> _Exercise prompt_
Report every line of the data below that contains the string "cloud", reproducing each such line in full. Case counts, so a line matches only if its letters have the same capitalization as "cloud".

BEGIN Listed records

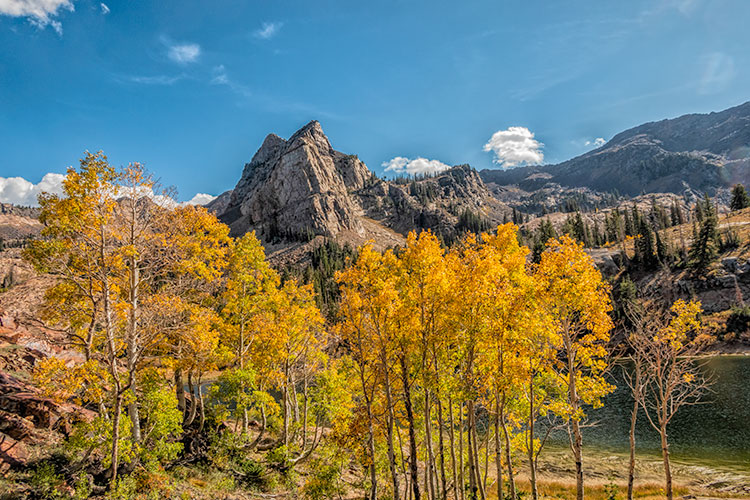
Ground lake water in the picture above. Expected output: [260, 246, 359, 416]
[551, 356, 750, 472]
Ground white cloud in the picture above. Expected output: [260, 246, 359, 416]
[253, 22, 284, 40]
[484, 127, 544, 168]
[698, 52, 735, 94]
[382, 156, 451, 179]
[0, 173, 65, 206]
[0, 0, 75, 36]
[167, 43, 201, 64]
[0, 173, 216, 211]
[127, 75, 185, 85]
[180, 193, 216, 205]
[583, 137, 607, 149]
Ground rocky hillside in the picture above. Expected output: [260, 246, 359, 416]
[481, 102, 750, 196]
[0, 203, 42, 244]
[213, 121, 503, 252]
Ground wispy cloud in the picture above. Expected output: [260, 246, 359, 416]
[583, 137, 607, 149]
[0, 0, 75, 36]
[0, 173, 65, 207]
[381, 156, 451, 179]
[211, 64, 253, 97]
[484, 127, 544, 168]
[698, 52, 735, 94]
[253, 22, 284, 40]
[0, 173, 216, 207]
[125, 74, 185, 85]
[162, 37, 201, 64]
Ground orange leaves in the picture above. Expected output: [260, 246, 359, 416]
[654, 299, 701, 352]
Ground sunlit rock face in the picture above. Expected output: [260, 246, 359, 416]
[221, 121, 372, 237]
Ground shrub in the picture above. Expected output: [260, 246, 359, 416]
[726, 306, 750, 333]
[29, 462, 68, 500]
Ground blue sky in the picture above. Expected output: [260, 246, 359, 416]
[0, 0, 750, 201]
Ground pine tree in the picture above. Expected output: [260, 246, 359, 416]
[688, 195, 719, 271]
[729, 184, 750, 210]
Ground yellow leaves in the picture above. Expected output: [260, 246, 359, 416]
[32, 357, 109, 404]
[654, 299, 701, 352]
[536, 235, 613, 345]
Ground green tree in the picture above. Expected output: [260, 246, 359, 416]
[688, 195, 719, 271]
[729, 184, 750, 210]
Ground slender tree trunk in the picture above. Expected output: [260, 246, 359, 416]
[495, 393, 503, 500]
[424, 390, 437, 500]
[446, 397, 458, 500]
[568, 356, 583, 500]
[628, 398, 638, 500]
[435, 393, 448, 500]
[127, 256, 141, 443]
[198, 375, 206, 432]
[382, 364, 400, 499]
[659, 424, 672, 500]
[183, 370, 198, 427]
[458, 401, 466, 500]
[466, 400, 479, 500]
[526, 373, 539, 500]
[500, 392, 516, 500]
[302, 368, 308, 450]
[174, 368, 185, 418]
[109, 392, 122, 490]
[399, 356, 421, 500]
[573, 419, 583, 500]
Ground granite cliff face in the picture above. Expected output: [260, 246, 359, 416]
[0, 203, 42, 243]
[221, 121, 372, 238]
[217, 121, 501, 243]
[481, 102, 750, 196]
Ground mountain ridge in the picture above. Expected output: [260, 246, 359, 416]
[480, 102, 750, 196]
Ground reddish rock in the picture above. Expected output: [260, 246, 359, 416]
[0, 432, 29, 472]
[0, 372, 95, 435]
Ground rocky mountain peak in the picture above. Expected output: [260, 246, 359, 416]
[221, 121, 371, 240]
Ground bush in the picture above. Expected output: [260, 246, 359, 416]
[29, 462, 68, 500]
[237, 458, 271, 491]
[726, 306, 750, 333]
[302, 448, 345, 500]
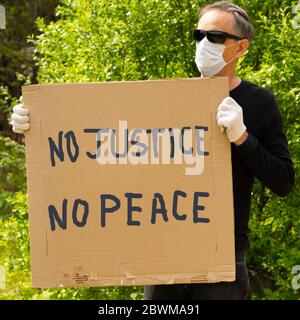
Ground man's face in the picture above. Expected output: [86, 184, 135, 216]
[197, 10, 247, 62]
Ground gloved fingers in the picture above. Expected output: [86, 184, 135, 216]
[13, 103, 29, 116]
[218, 103, 232, 111]
[12, 120, 29, 131]
[221, 97, 237, 106]
[11, 113, 29, 123]
[218, 117, 230, 133]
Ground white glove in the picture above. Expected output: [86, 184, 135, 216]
[11, 97, 29, 133]
[217, 97, 247, 142]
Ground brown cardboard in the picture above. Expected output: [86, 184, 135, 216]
[22, 78, 235, 288]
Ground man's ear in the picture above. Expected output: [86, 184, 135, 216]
[237, 39, 250, 57]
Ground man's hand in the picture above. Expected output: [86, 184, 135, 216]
[217, 97, 248, 145]
[11, 97, 29, 133]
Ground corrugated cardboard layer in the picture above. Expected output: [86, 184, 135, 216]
[23, 78, 235, 287]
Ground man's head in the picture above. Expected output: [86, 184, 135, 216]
[197, 1, 254, 76]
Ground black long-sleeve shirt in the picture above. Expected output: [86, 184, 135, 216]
[230, 80, 294, 250]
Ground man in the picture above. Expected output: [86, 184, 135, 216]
[12, 1, 294, 299]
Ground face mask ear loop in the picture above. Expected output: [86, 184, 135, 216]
[223, 40, 241, 66]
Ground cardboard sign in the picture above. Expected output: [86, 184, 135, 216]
[23, 78, 235, 288]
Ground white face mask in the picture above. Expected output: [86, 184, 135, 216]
[195, 37, 236, 77]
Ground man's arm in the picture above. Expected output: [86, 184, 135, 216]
[235, 95, 295, 197]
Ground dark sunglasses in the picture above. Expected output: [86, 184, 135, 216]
[194, 29, 242, 44]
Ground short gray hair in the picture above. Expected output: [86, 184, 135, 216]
[199, 1, 254, 41]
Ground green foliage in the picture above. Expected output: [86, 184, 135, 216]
[0, 0, 300, 299]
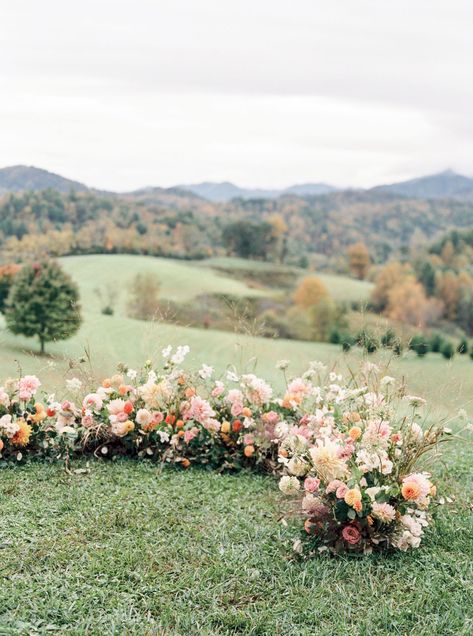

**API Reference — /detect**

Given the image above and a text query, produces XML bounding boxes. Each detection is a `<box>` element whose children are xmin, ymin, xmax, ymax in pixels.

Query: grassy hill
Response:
<box><xmin>0</xmin><ymin>256</ymin><xmax>473</xmax><ymax>413</ymax></box>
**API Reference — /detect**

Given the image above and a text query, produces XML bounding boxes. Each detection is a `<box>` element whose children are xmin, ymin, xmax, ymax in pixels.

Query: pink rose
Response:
<box><xmin>325</xmin><ymin>479</ymin><xmax>345</xmax><ymax>495</ymax></box>
<box><xmin>304</xmin><ymin>477</ymin><xmax>320</xmax><ymax>492</ymax></box>
<box><xmin>153</xmin><ymin>411</ymin><xmax>164</xmax><ymax>424</ymax></box>
<box><xmin>263</xmin><ymin>411</ymin><xmax>279</xmax><ymax>425</ymax></box>
<box><xmin>335</xmin><ymin>484</ymin><xmax>348</xmax><ymax>499</ymax></box>
<box><xmin>342</xmin><ymin>525</ymin><xmax>361</xmax><ymax>545</ymax></box>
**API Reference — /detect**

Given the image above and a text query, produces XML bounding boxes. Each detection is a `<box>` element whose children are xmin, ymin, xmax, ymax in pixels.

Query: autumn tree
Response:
<box><xmin>371</xmin><ymin>261</ymin><xmax>412</xmax><ymax>311</ymax></box>
<box><xmin>386</xmin><ymin>277</ymin><xmax>443</xmax><ymax>327</ymax></box>
<box><xmin>5</xmin><ymin>261</ymin><xmax>82</xmax><ymax>353</ymax></box>
<box><xmin>293</xmin><ymin>276</ymin><xmax>329</xmax><ymax>309</ymax></box>
<box><xmin>347</xmin><ymin>241</ymin><xmax>371</xmax><ymax>280</ymax></box>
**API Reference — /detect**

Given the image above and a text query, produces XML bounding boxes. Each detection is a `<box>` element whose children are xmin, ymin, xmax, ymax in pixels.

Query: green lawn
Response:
<box><xmin>0</xmin><ymin>256</ymin><xmax>473</xmax><ymax>636</ymax></box>
<box><xmin>0</xmin><ymin>454</ymin><xmax>473</xmax><ymax>636</ymax></box>
<box><xmin>58</xmin><ymin>254</ymin><xmax>267</xmax><ymax>314</ymax></box>
<box><xmin>200</xmin><ymin>257</ymin><xmax>373</xmax><ymax>302</ymax></box>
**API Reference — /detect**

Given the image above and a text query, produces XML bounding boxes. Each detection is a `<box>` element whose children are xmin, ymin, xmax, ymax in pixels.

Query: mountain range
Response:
<box><xmin>0</xmin><ymin>165</ymin><xmax>473</xmax><ymax>202</ymax></box>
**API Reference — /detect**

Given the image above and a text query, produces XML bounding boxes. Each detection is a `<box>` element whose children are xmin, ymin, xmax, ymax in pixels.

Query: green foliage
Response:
<box><xmin>457</xmin><ymin>288</ymin><xmax>473</xmax><ymax>336</ymax></box>
<box><xmin>328</xmin><ymin>327</ymin><xmax>342</xmax><ymax>344</ymax></box>
<box><xmin>409</xmin><ymin>334</ymin><xmax>430</xmax><ymax>357</ymax></box>
<box><xmin>381</xmin><ymin>327</ymin><xmax>397</xmax><ymax>349</ymax></box>
<box><xmin>5</xmin><ymin>261</ymin><xmax>82</xmax><ymax>353</ymax></box>
<box><xmin>457</xmin><ymin>338</ymin><xmax>468</xmax><ymax>355</ymax></box>
<box><xmin>222</xmin><ymin>221</ymin><xmax>275</xmax><ymax>260</ymax></box>
<box><xmin>356</xmin><ymin>329</ymin><xmax>379</xmax><ymax>353</ymax></box>
<box><xmin>414</xmin><ymin>261</ymin><xmax>436</xmax><ymax>296</ymax></box>
<box><xmin>0</xmin><ymin>265</ymin><xmax>20</xmax><ymax>313</ymax></box>
<box><xmin>440</xmin><ymin>340</ymin><xmax>455</xmax><ymax>360</ymax></box>
<box><xmin>429</xmin><ymin>333</ymin><xmax>445</xmax><ymax>353</ymax></box>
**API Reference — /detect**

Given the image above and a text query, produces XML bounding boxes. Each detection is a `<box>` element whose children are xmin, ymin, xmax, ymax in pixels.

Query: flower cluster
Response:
<box><xmin>279</xmin><ymin>364</ymin><xmax>449</xmax><ymax>553</ymax></box>
<box><xmin>0</xmin><ymin>347</ymin><xmax>454</xmax><ymax>552</ymax></box>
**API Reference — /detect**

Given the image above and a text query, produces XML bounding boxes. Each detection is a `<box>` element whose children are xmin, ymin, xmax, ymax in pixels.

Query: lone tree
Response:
<box><xmin>347</xmin><ymin>241</ymin><xmax>371</xmax><ymax>280</ymax></box>
<box><xmin>5</xmin><ymin>261</ymin><xmax>82</xmax><ymax>353</ymax></box>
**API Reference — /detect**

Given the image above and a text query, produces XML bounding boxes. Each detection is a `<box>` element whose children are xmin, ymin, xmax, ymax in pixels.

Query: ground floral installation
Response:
<box><xmin>0</xmin><ymin>347</ymin><xmax>458</xmax><ymax>554</ymax></box>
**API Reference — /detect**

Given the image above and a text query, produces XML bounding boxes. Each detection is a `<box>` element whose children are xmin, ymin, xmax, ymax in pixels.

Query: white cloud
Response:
<box><xmin>0</xmin><ymin>0</ymin><xmax>473</xmax><ymax>190</ymax></box>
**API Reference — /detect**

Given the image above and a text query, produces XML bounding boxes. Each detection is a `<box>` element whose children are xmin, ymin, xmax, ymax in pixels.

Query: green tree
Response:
<box><xmin>5</xmin><ymin>261</ymin><xmax>82</xmax><ymax>353</ymax></box>
<box><xmin>440</xmin><ymin>341</ymin><xmax>455</xmax><ymax>360</ymax></box>
<box><xmin>429</xmin><ymin>333</ymin><xmax>445</xmax><ymax>353</ymax></box>
<box><xmin>222</xmin><ymin>221</ymin><xmax>276</xmax><ymax>260</ymax></box>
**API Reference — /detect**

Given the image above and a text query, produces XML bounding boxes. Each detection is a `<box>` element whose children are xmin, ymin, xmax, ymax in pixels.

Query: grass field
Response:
<box><xmin>201</xmin><ymin>258</ymin><xmax>373</xmax><ymax>302</ymax></box>
<box><xmin>0</xmin><ymin>453</ymin><xmax>473</xmax><ymax>636</ymax></box>
<box><xmin>0</xmin><ymin>257</ymin><xmax>473</xmax><ymax>636</ymax></box>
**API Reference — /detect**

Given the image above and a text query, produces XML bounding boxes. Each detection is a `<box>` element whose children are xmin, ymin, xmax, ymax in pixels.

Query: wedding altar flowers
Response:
<box><xmin>0</xmin><ymin>347</ymin><xmax>449</xmax><ymax>554</ymax></box>
<box><xmin>279</xmin><ymin>368</ymin><xmax>448</xmax><ymax>553</ymax></box>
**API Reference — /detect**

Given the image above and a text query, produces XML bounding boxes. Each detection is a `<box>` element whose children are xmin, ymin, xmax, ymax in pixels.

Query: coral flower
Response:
<box><xmin>344</xmin><ymin>488</ymin><xmax>361</xmax><ymax>507</ymax></box>
<box><xmin>348</xmin><ymin>426</ymin><xmax>361</xmax><ymax>442</ymax></box>
<box><xmin>401</xmin><ymin>481</ymin><xmax>421</xmax><ymax>501</ymax></box>
<box><xmin>342</xmin><ymin>525</ymin><xmax>361</xmax><ymax>545</ymax></box>
<box><xmin>11</xmin><ymin>417</ymin><xmax>33</xmax><ymax>446</ymax></box>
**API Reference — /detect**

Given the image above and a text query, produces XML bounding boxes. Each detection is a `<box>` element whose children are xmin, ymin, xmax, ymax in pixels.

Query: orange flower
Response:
<box><xmin>232</xmin><ymin>420</ymin><xmax>242</xmax><ymax>433</ymax></box>
<box><xmin>348</xmin><ymin>426</ymin><xmax>361</xmax><ymax>442</ymax></box>
<box><xmin>220</xmin><ymin>420</ymin><xmax>230</xmax><ymax>433</ymax></box>
<box><xmin>11</xmin><ymin>417</ymin><xmax>33</xmax><ymax>446</ymax></box>
<box><xmin>344</xmin><ymin>488</ymin><xmax>361</xmax><ymax>508</ymax></box>
<box><xmin>401</xmin><ymin>481</ymin><xmax>420</xmax><ymax>501</ymax></box>
<box><xmin>30</xmin><ymin>402</ymin><xmax>46</xmax><ymax>424</ymax></box>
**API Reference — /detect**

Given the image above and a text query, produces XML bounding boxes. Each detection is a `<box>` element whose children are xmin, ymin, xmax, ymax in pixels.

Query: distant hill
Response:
<box><xmin>0</xmin><ymin>166</ymin><xmax>89</xmax><ymax>193</ymax></box>
<box><xmin>179</xmin><ymin>181</ymin><xmax>336</xmax><ymax>202</ymax></box>
<box><xmin>372</xmin><ymin>170</ymin><xmax>473</xmax><ymax>200</ymax></box>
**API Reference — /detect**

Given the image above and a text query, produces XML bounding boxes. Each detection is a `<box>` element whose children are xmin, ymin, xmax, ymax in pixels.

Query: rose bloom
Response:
<box><xmin>112</xmin><ymin>420</ymin><xmax>135</xmax><ymax>437</ymax></box>
<box><xmin>287</xmin><ymin>457</ymin><xmax>309</xmax><ymax>477</ymax></box>
<box><xmin>304</xmin><ymin>477</ymin><xmax>320</xmax><ymax>492</ymax></box>
<box><xmin>348</xmin><ymin>426</ymin><xmax>361</xmax><ymax>442</ymax></box>
<box><xmin>184</xmin><ymin>426</ymin><xmax>199</xmax><ymax>444</ymax></box>
<box><xmin>401</xmin><ymin>473</ymin><xmax>432</xmax><ymax>501</ymax></box>
<box><xmin>136</xmin><ymin>409</ymin><xmax>153</xmax><ymax>426</ymax></box>
<box><xmin>344</xmin><ymin>488</ymin><xmax>361</xmax><ymax>507</ymax></box>
<box><xmin>335</xmin><ymin>484</ymin><xmax>348</xmax><ymax>499</ymax></box>
<box><xmin>342</xmin><ymin>525</ymin><xmax>361</xmax><ymax>545</ymax></box>
<box><xmin>82</xmin><ymin>393</ymin><xmax>103</xmax><ymax>411</ymax></box>
<box><xmin>18</xmin><ymin>375</ymin><xmax>41</xmax><ymax>400</ymax></box>
<box><xmin>325</xmin><ymin>479</ymin><xmax>345</xmax><ymax>495</ymax></box>
<box><xmin>279</xmin><ymin>475</ymin><xmax>301</xmax><ymax>495</ymax></box>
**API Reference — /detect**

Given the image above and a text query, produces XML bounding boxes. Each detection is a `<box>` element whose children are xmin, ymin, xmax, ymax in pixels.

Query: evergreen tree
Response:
<box><xmin>457</xmin><ymin>338</ymin><xmax>468</xmax><ymax>354</ymax></box>
<box><xmin>5</xmin><ymin>261</ymin><xmax>82</xmax><ymax>353</ymax></box>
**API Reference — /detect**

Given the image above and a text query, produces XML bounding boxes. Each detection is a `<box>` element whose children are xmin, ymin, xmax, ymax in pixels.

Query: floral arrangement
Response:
<box><xmin>0</xmin><ymin>347</ymin><xmax>450</xmax><ymax>553</ymax></box>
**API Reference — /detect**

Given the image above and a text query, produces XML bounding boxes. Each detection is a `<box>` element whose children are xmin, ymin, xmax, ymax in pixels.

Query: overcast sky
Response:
<box><xmin>0</xmin><ymin>0</ymin><xmax>473</xmax><ymax>191</ymax></box>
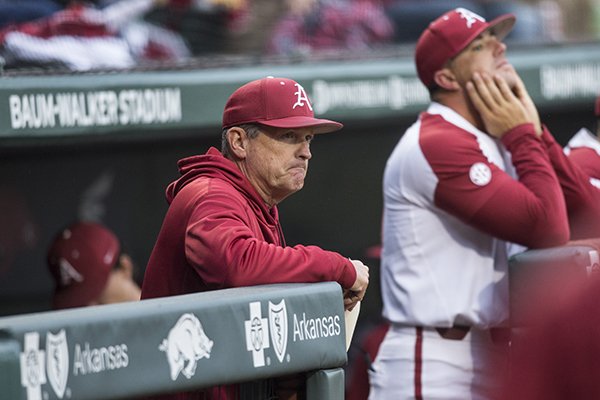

END Listed records

> _Solution to the problem_
Ground white cloud in the picture above. Expected output: [260, 246, 359, 416]
Ground wispy cloud in the picture above. Expected output: [260, 246, 359, 416]
Query: white cloud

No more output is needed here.